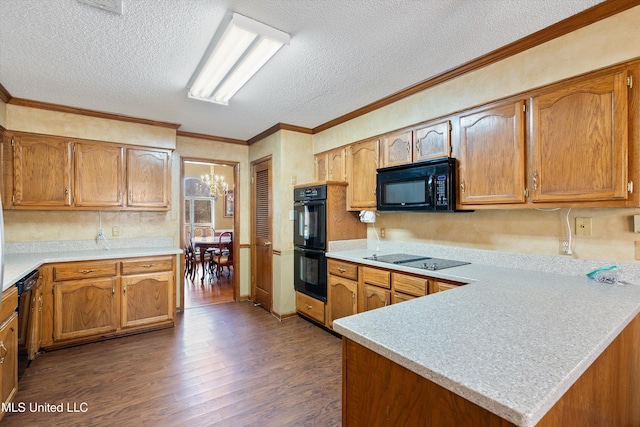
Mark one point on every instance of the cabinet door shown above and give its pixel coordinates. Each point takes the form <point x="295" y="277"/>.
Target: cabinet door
<point x="432" y="141"/>
<point x="375" y="297"/>
<point x="398" y="297"/>
<point x="84" y="308"/>
<point x="9" y="358"/>
<point x="579" y="140"/>
<point x="335" y="162"/>
<point x="396" y="148"/>
<point x="492" y="147"/>
<point x="148" y="178"/>
<point x="321" y="167"/>
<point x="342" y="298"/>
<point x="147" y="299"/>
<point x="99" y="174"/>
<point x="362" y="162"/>
<point x="41" y="171"/>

* **Task statement**:
Transcribe all of the data above verbatim but omit every picture.

* **Your solution**:
Mark one point on every instance of the cabinet door shown above and give its pixel coordinates. Each point takes the form <point x="295" y="277"/>.
Target: cabinet door
<point x="432" y="141"/>
<point x="375" y="297"/>
<point x="398" y="297"/>
<point x="84" y="308"/>
<point x="9" y="358"/>
<point x="579" y="140"/>
<point x="335" y="162"/>
<point x="396" y="148"/>
<point x="492" y="147"/>
<point x="148" y="178"/>
<point x="321" y="167"/>
<point x="342" y="298"/>
<point x="147" y="299"/>
<point x="99" y="174"/>
<point x="362" y="162"/>
<point x="41" y="171"/>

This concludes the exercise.